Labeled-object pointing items
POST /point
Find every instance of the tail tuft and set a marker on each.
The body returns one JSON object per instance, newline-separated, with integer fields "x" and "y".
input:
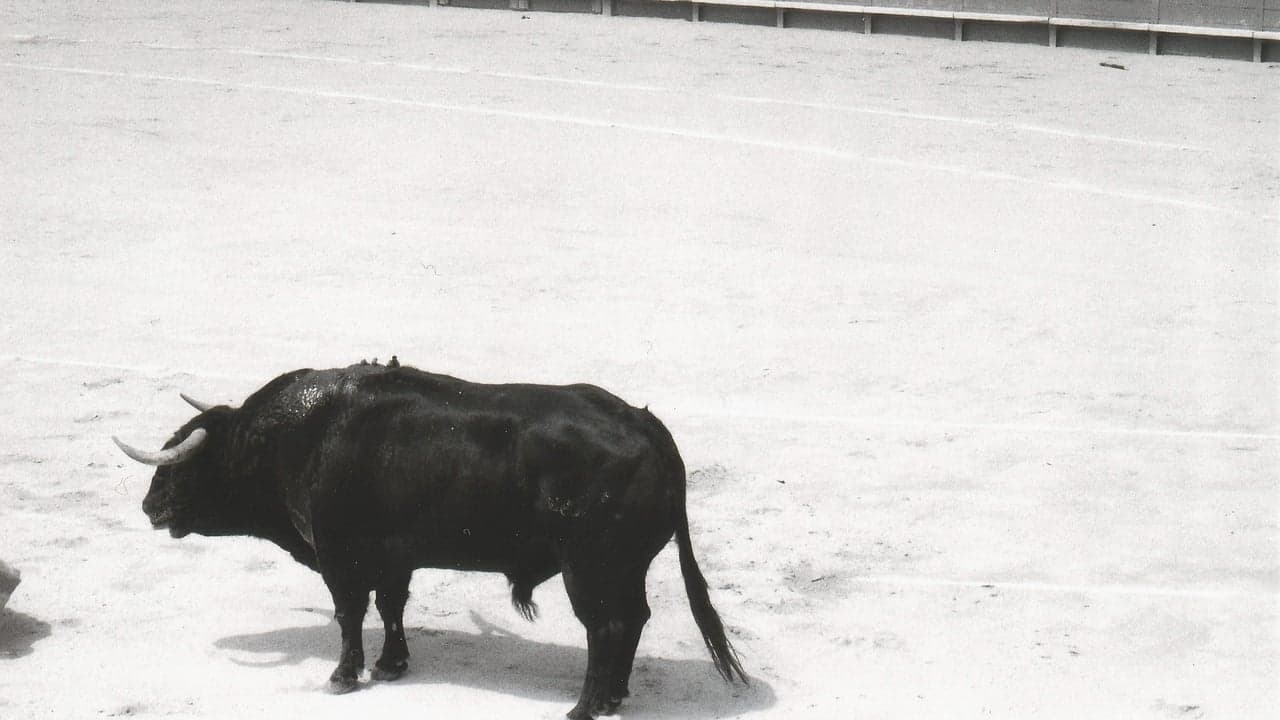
{"x": 722, "y": 652}
{"x": 522, "y": 600}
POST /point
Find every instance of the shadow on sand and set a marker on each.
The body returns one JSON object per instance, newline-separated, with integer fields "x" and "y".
{"x": 499, "y": 660}
{"x": 19, "y": 632}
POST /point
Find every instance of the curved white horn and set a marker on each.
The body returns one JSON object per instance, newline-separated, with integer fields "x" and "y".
{"x": 176, "y": 454}
{"x": 195, "y": 402}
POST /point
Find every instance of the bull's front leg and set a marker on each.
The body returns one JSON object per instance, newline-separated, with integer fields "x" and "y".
{"x": 392, "y": 596}
{"x": 350, "y": 605}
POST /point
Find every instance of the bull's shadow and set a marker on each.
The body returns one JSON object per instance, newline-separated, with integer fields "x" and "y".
{"x": 19, "y": 633}
{"x": 499, "y": 660}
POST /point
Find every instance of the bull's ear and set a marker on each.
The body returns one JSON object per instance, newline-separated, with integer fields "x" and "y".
{"x": 195, "y": 402}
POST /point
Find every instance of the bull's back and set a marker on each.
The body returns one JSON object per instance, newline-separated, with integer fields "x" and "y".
{"x": 471, "y": 475}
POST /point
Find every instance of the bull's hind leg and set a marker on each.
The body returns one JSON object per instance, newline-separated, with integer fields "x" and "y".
{"x": 634, "y": 613}
{"x": 613, "y": 610}
{"x": 350, "y": 605}
{"x": 392, "y": 596}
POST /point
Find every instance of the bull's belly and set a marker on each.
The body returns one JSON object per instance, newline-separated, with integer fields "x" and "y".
{"x": 471, "y": 548}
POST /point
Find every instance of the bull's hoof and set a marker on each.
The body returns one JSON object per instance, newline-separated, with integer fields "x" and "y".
{"x": 598, "y": 707}
{"x": 385, "y": 673}
{"x": 342, "y": 684}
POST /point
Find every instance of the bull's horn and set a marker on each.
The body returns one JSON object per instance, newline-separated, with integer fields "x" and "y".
{"x": 195, "y": 402}
{"x": 176, "y": 454}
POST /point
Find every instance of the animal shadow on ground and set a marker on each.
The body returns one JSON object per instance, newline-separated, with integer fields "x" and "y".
{"x": 499, "y": 660}
{"x": 19, "y": 632}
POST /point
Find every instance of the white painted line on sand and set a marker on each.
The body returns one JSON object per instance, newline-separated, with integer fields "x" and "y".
{"x": 942, "y": 425}
{"x": 1059, "y": 588}
{"x": 730, "y": 98}
{"x": 151, "y": 372}
{"x": 817, "y": 150}
{"x": 641, "y": 87}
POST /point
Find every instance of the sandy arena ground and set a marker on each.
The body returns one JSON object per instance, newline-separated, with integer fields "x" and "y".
{"x": 970, "y": 349}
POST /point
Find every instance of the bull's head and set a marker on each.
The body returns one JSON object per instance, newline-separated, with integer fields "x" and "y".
{"x": 190, "y": 488}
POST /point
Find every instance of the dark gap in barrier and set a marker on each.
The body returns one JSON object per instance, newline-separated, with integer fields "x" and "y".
{"x": 479, "y": 4}
{"x": 1220, "y": 48}
{"x": 1271, "y": 51}
{"x": 563, "y": 5}
{"x": 647, "y": 9}
{"x": 741, "y": 16}
{"x": 915, "y": 27}
{"x": 1102, "y": 39}
{"x": 814, "y": 19}
{"x": 1028, "y": 33}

■ **WORK REQUIRED**:
Pick out every line of the items above that contains the word "white", matching case, and copy each of those lines in full.

■ **ANSWER IN FULL**:
Find every instance of the curved white horn and set a marker on each.
Find every instance of the white painted line on sand and set a marker on each.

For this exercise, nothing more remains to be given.